19. The Judge also found an inconsistency in the evidence. Ms M's account was that the Appellant received "continuous threats" and there were some telephone calls that she answered. The Judge found this inconsistent with the Appellant's claim at his asylum interview that he received no direct calls but all the threats came through reception. The Judge found this an inconsistency that detracts from the Appellant's and Ms M's credibility that the Judge found damaged the claim and the weight that could be attached to the letter.
20. The Judge then found it "implausible" that threats would be made from the Sri Lankan Foreign Ministry indirectly through reception at the High Commission rather than directly to the Appellant.
21. The Judge noted that it was the Appellant's case that there was an arrest warrant outstanding against him and a copy of the warrant was produced with a translation. The arrest warrant was dated 2 June 2016.
22. It was the Appellant's case, set out in a witness statement dated June 2017, that the Appellant stated in May 2016 that he heard from his wife that officers from CID had visited their house and were looking for the Appellant, they showed her a piece of paper that they said was a warrant for the Appellant's arrest. The Judge said that he had seen a letter from the Appellant's wife saying:
"later in May 2016, some police officers from Madolsima Police Station came to my place with a Warrant of Arrest and enquired about [the Appellant]".
23. The Judge had also seen a letter dated 10 June 2017 (a year and a day later) from the Appellant's father stating:
"in May 2016, a few police officers appear again with a Warrant of Arrest against my son ...".
24. The Appellant's father said that the visitors searched his house and arrested him and questioned him about the Appellant.
25. The Judge noted the Appellant's wife had written another letter dated 21 March 2019 in which she stated that the date on her previous letter was wrong. It was dated June 2016 but it was written in 2017 not 2016. She also made a mistake about when the police visited with the arrest warrant. She had said that the visit was in May 2016 but that was wrong, the visit was in June 2016. She said that she gave the wrong date to the Appellant's father when he wrote his letter and he copied the mistake about when the police came with an arrest warrant to his house.
26. The Appellant's father had written another letter dated March 2019 stating that he had asked his daughter-in-law about the date the police came and he was confused. She had told him the visit was in May 2016, he had accepted that but now realised it was June 2016 not May.
27. The Judge began at paragraph 31 with the observation:
"I note that the Appellant's wife and father has been inconsistent as to the dates that they were visited by the police with an arrest warrant".
28. The Judge had to decide what weight to give to the document, being an arrest warrant said to be issued on 2 June 2016. The Judge noted that the letter from the Appellant's wife is dated 9 June 2016 but the Appellant's wife has now said that the date is wrong. The Judge noted that if in fact the letter had been written on 9 June 2016 as it stated, and if in fact the police arrived with an arrest warrant in June 2016 as claimed in a corrected version, the writer would be recalling an event very shortly before the letter was dated. The Judge found that the Appellant's wife had untruthfully claimed that the letter was written in 2017 not 2016 in order to make more credible her claim to have said mistakenly that the warrant was delivered in May 2016 when it was in fact delivered in June 2016. Clearly there would be difficulty in maintaining that it was delivered in May 2016 because it is dated June 2016.

--- AVAILABLE DATA ---

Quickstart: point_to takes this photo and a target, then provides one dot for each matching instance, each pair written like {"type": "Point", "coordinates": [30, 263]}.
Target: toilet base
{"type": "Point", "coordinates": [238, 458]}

--- REQUIRED TASK A ---
In the judgment excerpt, what date did the arrest warrant bear?
--- REQUIRED TASK B ---
List each distinct date in the judgment excerpt that gives a day, a month and a year.
--- REQUIRED TASK C ---
Rewrite everything in the judgment excerpt from "20. The Judge" down to "dated 2 June 2016.", putting "detention order" wherever "arrest warrant" appears.

--- COMPLETE ANSWER A ---
2 June 2016

--- COMPLETE ANSWER B ---
2 June 2016
10 June 2017
21 March 2019
9 June 2016

--- COMPLETE ANSWER C ---
20. The Judge then found it "implausible" that threats would be made from the Sri Lankan Foreign Ministry indirectly through reception at the High Commission rather than directly to the Appellant.
21. The Judge noted that it was the Appellant's case that there was an detention order outstanding against him and a copy of the warrant was produced with a translation. The detention order was dated 2 June 2016.